§ **DESCRIPTION OF THE TASK**:
Repeat word for word everything from the line containing "Where can the rocky" to the end of the listing, first and last lines included, and only that.

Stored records
____

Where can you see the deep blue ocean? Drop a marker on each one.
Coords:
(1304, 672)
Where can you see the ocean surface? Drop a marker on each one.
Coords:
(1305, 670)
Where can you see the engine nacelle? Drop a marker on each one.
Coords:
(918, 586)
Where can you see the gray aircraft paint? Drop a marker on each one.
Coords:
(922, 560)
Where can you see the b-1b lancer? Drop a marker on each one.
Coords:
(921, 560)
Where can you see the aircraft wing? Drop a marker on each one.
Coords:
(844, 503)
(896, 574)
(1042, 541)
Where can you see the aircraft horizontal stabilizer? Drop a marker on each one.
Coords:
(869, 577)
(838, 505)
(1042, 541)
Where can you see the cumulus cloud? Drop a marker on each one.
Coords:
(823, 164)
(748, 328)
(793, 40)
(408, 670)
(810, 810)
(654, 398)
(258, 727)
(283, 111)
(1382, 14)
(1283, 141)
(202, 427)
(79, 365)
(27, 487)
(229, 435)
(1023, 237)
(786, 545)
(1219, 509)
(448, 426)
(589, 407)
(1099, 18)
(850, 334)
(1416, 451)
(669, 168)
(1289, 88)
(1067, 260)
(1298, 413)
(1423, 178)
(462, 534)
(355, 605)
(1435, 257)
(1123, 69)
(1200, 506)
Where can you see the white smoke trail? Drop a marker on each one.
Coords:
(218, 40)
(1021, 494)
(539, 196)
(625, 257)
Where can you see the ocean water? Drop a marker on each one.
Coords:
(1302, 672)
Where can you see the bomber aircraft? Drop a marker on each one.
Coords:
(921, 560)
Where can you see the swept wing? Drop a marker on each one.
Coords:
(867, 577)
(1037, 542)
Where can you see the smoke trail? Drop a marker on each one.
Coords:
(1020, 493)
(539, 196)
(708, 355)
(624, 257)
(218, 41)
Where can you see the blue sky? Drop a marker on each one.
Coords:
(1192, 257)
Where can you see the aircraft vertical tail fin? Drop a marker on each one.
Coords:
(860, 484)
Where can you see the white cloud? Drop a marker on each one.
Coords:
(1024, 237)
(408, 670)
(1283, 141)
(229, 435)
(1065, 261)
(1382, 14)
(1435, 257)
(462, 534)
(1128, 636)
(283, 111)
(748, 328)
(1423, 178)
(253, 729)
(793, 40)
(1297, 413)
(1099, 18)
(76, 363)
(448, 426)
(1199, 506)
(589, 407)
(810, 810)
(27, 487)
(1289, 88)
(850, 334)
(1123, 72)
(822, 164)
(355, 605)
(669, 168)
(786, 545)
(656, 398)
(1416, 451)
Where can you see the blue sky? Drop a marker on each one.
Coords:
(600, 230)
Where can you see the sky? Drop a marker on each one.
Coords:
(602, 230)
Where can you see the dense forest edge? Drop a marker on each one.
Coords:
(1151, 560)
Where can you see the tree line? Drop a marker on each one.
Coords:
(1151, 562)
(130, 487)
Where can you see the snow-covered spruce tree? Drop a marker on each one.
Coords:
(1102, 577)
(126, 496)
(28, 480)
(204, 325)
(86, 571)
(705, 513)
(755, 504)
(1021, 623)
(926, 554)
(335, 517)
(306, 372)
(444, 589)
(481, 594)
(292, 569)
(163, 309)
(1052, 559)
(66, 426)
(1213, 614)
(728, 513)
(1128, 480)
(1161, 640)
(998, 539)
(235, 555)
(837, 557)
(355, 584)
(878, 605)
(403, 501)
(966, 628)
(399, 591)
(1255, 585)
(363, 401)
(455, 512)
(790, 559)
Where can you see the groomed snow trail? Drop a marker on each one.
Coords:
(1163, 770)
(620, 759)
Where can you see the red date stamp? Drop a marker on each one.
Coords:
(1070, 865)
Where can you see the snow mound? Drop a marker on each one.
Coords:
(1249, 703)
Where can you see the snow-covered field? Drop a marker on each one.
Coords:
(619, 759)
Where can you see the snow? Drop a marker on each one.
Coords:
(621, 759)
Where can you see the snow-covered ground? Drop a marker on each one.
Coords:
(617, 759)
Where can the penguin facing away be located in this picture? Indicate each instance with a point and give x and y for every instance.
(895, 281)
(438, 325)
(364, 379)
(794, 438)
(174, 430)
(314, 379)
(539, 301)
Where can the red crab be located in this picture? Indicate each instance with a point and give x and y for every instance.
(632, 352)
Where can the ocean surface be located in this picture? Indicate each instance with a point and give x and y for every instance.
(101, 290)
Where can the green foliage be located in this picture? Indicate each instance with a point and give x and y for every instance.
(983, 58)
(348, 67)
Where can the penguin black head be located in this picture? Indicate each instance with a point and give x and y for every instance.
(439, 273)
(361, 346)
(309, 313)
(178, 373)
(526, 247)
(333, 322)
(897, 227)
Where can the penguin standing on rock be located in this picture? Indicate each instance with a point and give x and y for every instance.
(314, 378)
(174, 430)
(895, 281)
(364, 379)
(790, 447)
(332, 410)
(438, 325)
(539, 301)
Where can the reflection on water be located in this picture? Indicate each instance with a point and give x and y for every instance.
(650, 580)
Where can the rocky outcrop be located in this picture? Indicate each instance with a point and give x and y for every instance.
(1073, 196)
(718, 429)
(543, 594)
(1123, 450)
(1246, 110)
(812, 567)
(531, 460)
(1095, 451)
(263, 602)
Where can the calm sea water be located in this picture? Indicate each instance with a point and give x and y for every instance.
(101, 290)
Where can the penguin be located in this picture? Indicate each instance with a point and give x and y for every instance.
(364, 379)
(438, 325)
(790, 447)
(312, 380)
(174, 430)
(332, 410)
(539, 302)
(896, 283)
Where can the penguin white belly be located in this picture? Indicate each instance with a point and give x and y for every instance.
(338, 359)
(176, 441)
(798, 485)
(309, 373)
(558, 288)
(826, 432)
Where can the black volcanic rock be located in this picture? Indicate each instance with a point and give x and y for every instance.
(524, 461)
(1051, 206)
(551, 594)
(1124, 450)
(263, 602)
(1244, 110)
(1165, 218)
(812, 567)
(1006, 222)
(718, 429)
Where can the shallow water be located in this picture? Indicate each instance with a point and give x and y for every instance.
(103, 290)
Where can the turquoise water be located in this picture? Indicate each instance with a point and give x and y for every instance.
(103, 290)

____

§ **TASK OUTPUT**:
Where can the rocky outcrop be located in this picture? Indicate each instance with a point and give x and y for every instance.
(1073, 196)
(718, 429)
(543, 594)
(1123, 450)
(1246, 110)
(812, 567)
(531, 460)
(1095, 451)
(263, 602)
Where can the calm sea water be located in this picture? Indicate each instance with a point and give x and y for every instance.
(101, 290)
Where can the penguin be located in this picture? Indicate each instance with a point and give x and y for every instance.
(364, 379)
(438, 325)
(790, 447)
(312, 380)
(174, 430)
(332, 410)
(539, 302)
(896, 283)
Where can the penguin white belly be located in this picture? Indicate each instance with a point and give x and y for every instance.
(338, 359)
(176, 441)
(798, 485)
(309, 373)
(558, 288)
(826, 432)
Where can the black volcanic rock be located in this picture? Indicate each instance with a point and give x and y for every instance.
(524, 461)
(1051, 206)
(551, 594)
(1124, 450)
(263, 602)
(1244, 110)
(1165, 218)
(812, 567)
(1006, 222)
(718, 429)
Where can the shallow water be located in this picture? Indicate each instance with a point and give x and y for every instance.
(103, 290)
Where can the turquoise water be located in this picture? Indicate each instance with a point and give x and y for every instance.
(103, 290)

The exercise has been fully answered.